> DIRECTIVE
Turn everything from the line containing "[mark] the paving" down to the final line of the entries below into a Markdown table with the columns Row and Line, numbering each row and leaving out blank lines.

Start of LISTED RECORDS

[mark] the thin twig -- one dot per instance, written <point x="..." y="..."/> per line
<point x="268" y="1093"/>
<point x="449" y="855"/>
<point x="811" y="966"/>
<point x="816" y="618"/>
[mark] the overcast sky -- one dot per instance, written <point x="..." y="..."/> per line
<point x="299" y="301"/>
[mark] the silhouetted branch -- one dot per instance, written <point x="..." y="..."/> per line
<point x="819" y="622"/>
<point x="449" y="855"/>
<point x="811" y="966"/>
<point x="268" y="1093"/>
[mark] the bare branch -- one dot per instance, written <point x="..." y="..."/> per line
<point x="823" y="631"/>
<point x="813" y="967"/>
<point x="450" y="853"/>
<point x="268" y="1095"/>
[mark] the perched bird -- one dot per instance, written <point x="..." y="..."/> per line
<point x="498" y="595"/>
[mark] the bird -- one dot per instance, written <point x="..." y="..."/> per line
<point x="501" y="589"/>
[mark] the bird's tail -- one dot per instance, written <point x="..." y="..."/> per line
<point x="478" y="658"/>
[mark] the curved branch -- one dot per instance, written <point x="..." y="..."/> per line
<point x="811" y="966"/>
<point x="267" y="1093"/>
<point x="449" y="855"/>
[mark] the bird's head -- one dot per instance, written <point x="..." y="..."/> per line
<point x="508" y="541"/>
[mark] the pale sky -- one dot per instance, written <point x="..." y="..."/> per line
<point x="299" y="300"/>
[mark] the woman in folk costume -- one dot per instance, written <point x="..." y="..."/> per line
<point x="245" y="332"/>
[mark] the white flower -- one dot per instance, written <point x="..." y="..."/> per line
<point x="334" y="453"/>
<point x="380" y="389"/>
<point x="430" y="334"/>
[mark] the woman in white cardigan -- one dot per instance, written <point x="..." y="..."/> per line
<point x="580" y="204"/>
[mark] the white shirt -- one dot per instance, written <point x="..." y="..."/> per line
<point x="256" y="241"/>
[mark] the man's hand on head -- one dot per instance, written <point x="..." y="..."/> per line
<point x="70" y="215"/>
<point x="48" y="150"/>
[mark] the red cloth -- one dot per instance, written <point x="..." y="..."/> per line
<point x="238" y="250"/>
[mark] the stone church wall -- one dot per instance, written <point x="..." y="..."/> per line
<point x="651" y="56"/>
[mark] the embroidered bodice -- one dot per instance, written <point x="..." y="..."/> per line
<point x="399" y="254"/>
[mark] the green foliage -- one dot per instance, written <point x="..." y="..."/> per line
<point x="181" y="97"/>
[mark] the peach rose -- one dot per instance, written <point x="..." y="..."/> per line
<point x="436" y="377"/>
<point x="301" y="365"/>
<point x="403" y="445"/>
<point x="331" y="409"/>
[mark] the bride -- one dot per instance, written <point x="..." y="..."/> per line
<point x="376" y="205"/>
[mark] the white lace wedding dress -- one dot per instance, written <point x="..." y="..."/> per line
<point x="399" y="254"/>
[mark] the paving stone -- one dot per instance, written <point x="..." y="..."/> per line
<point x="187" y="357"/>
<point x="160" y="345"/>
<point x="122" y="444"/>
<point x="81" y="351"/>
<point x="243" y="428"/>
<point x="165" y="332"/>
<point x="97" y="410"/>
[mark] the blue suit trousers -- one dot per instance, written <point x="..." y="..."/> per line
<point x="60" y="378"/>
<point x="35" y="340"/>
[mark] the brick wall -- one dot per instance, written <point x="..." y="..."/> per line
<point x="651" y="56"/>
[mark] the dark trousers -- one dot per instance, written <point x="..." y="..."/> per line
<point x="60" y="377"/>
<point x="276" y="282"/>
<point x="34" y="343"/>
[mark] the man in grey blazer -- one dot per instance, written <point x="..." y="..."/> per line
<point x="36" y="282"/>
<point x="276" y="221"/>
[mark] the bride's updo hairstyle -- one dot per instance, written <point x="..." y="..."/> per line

End of LISTED RECORDS

> COMPLETE RESPONSE
| Row | Line |
|---|---|
| 1 | [mark] the paving stone -- one dot per instance, written <point x="..." y="..."/> per line |
| 2 | <point x="187" y="357"/> |
| 3 | <point x="160" y="345"/> |
| 4 | <point x="122" y="444"/> |
| 5 | <point x="81" y="351"/> |
| 6 | <point x="243" y="428"/> |
| 7 | <point x="165" y="332"/> |
| 8 | <point x="97" y="410"/> |
| 9 | [mark] the blue suit trousers -- one dot per instance, written <point x="..." y="..."/> per line |
| 10 | <point x="60" y="378"/> |
| 11 | <point x="35" y="340"/> |
| 12 | [mark] the brick wall -- one dot per instance, written <point x="..." y="..."/> per line |
| 13 | <point x="651" y="56"/> |
| 14 | [mark] the dark trousers -- one dot per instance, written <point x="..." y="..."/> per line |
| 15 | <point x="60" y="377"/> |
| 16 | <point x="276" y="282"/> |
| 17 | <point x="34" y="343"/> |
| 18 | [mark] the man in grey blazer -- one dot per instance, written <point x="..." y="..."/> per line |
| 19 | <point x="36" y="282"/> |
| 20 | <point x="276" y="221"/> |
| 21 | [mark] the bride's updo hairstyle -- one dot per instance, written <point x="..." y="..."/> per line |